# [What this task involves]
Each record must be printed exactly as given.

□ □ □ □ □ □ □

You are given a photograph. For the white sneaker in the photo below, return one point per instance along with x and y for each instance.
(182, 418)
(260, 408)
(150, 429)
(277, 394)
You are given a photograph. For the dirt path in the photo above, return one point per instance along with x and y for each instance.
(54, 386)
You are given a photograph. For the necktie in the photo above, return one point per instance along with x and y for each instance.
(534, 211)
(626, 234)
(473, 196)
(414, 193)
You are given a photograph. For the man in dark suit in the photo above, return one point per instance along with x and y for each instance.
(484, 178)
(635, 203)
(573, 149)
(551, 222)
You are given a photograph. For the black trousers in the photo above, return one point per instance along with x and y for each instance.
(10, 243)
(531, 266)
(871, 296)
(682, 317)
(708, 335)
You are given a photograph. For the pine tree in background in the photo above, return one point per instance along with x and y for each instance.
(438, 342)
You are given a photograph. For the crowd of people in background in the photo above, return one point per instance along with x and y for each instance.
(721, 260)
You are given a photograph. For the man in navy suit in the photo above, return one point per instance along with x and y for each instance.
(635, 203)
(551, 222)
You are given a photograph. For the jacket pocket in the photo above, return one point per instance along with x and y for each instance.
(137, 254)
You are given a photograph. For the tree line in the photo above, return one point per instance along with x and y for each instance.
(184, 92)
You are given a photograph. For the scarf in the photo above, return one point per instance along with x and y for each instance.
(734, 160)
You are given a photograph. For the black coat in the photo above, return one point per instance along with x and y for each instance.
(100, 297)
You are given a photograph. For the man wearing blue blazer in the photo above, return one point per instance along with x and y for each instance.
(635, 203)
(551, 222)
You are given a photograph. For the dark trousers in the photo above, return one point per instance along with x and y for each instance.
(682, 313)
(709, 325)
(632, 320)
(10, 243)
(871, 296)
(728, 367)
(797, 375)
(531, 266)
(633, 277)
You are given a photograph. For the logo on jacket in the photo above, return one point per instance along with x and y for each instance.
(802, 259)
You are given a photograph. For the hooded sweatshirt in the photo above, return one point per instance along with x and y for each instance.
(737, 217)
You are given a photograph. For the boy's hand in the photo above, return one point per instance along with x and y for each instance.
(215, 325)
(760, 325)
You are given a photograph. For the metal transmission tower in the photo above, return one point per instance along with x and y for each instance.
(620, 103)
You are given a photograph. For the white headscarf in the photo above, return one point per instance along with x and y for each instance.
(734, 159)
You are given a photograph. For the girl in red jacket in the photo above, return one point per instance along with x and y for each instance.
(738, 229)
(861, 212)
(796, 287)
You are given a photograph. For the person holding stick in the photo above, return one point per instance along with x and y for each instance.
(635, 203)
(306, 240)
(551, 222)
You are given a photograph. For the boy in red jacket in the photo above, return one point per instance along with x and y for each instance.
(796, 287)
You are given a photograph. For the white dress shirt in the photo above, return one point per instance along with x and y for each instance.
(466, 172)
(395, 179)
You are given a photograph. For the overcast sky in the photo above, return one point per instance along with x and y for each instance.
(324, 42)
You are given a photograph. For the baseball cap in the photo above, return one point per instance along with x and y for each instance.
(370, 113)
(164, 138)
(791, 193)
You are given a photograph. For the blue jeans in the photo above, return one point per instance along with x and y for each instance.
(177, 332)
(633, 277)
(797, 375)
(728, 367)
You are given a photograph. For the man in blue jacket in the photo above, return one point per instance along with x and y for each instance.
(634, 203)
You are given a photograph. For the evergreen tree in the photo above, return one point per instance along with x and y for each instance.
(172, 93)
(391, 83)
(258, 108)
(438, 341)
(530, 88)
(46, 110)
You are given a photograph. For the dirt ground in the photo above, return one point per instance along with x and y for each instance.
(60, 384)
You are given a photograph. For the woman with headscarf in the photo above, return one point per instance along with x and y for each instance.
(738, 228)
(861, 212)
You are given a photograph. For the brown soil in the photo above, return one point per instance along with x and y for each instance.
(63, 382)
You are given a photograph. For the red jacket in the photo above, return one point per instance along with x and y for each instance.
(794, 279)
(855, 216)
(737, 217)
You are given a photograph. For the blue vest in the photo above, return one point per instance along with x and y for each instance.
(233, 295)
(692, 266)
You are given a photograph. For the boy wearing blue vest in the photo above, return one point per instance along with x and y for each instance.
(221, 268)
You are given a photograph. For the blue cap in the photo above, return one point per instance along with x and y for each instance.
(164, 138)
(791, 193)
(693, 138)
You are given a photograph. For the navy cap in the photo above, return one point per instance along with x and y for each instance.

□ □ □ □ □ □ □

# [Your response]
You are given a photograph. For the white sneaker in the photo below, return one point per instance along with x and y for each instance.
(182, 418)
(260, 408)
(150, 429)
(277, 394)
You are given a photograph. For the dirt path in the photo above, return one point per instance along with x and y for each instance.
(54, 386)
You are given a photograph. For the necktie in the photo above, return one point per instance along with x and y for each instance.
(534, 211)
(626, 234)
(473, 196)
(414, 193)
You are given a photograph. For the man in dark suit in the photo above, return one point per instance along with x and y for each instance.
(484, 178)
(635, 203)
(573, 149)
(551, 222)
You are given a photograph. For the black trousers in the photo above, return one point per instance along with x and y for each instance.
(10, 243)
(531, 266)
(871, 296)
(682, 317)
(708, 335)
You are given a photograph. For the pine tree in background in the photo above, return one point per instance along with x and y for each instance.
(438, 342)
You are given a photograph. For the crowd of people in background in the photo above, return one point per instance along with x and y for each instance.
(721, 260)
You are given a photograph. For the man in navy suit in the photo above, return one point per instance along with x and y for each instance.
(635, 203)
(551, 222)
You are given a photograph. For the jacket pocket in the photo above, return one point per instance along with x and y for each instance.
(137, 254)
You are given a photograph. For the tree line in the photo above, return one point per instance along with x and y for each instance.
(184, 92)
You are given a photograph. For the scarf in the photo above, return one point per instance along with x and y for each instance.
(734, 160)
You are given a photograph. For the black coat in the photo above, return one point per instance along with x and y for each instance.
(100, 297)
You are given a photograph. For the man wearing blue blazer in the photo above, return one point per instance along with x and y for each instance.
(635, 203)
(551, 222)
You are given a photograph. For the dark trousers in the photo above, return one point per instance along with x and y for each instance.
(682, 313)
(709, 325)
(632, 320)
(10, 243)
(871, 296)
(728, 367)
(797, 375)
(531, 266)
(633, 277)
You are given a photograph. For the logo on jacket in the photo above, return one point per instance along with x and y for each instance.
(802, 259)
You are given a photograph. For the hooded sweatshirt in the photo above, return one point per instance along with x and y for each instance.
(737, 217)
You are given a photograph. For the boy's hand in the photo above, return one point per instance along with x and y for each instance.
(215, 325)
(760, 325)
You are given a photograph. For the metal transmission tower in the photo above, return one point per instance along with x and y for each instance.
(620, 103)
You are given a photograph. For the white headscarf in the photo above, return one point per instance along with x and y for each instance.
(734, 159)
You are given a photograph. For the girl in red jacket in the photo above, return one point per instance along with x and y for each instance.
(738, 229)
(861, 212)
(796, 287)
You are given a photograph. For the person holding stick in the photo above, return one point per instance along with x and y for each instance.
(635, 203)
(306, 240)
(551, 222)
You are given a photograph. For the boy in red jacket in the photo above, return one point per instance along with x and y for each instance.
(796, 287)
You are given a photograph. For the white dress shirt in the photo above, return one point per instance along with x and y for each instance.
(466, 172)
(395, 179)
You are given a photograph. For the overcast sky in the photo above, return one point per instance along with x and y for each instance.
(324, 42)
You are given a photograph. For the baseball cap in the photo above, return one point per instance along with x and y for each instance.
(370, 113)
(164, 138)
(791, 193)
You are given a photograph. For the blue jeans in the photo above, return one point per instance along with x and y for each instance.
(177, 332)
(633, 277)
(797, 375)
(728, 367)
You are given a photograph. For the man in blue jacket in the photo above, return one point per instance along with x and y for each instance.
(634, 203)
You are given a photograph. For the evergreen tree in the photo above, return one point per instance along with x and y for each instance.
(172, 93)
(391, 83)
(258, 108)
(438, 341)
(530, 88)
(46, 110)
You are given a photograph. For the dirt ground in the photo above, return one point per instance along with x and y for each instance.
(60, 384)
You are given a photograph. For the woman with headscarf in the photo above, return one point per instance along with x and y for each instance.
(738, 228)
(861, 212)
You are given a photograph. For the brown soil in the photo above, return one point per instance along with x and y for each instance.
(63, 382)
You are given a photograph. For the red jacket in the photo above, return one point per instance along with x and y for each instance.
(794, 279)
(855, 216)
(737, 217)
You are given a photograph. For the blue vest in the photo above, return one point per instance along with x and y for each instance.
(233, 295)
(692, 266)
You are given a photograph. For the boy wearing blue vest in the photo above, return one point per instance along with x and y for each instance.
(221, 268)
You are given a photograph. For the blue cap in the photo above, return one point per instance along with x and y for each instance.
(164, 138)
(791, 193)
(693, 138)
You are given a photograph. For the navy cap in the photo above, return one point per instance along with x and y for each instance.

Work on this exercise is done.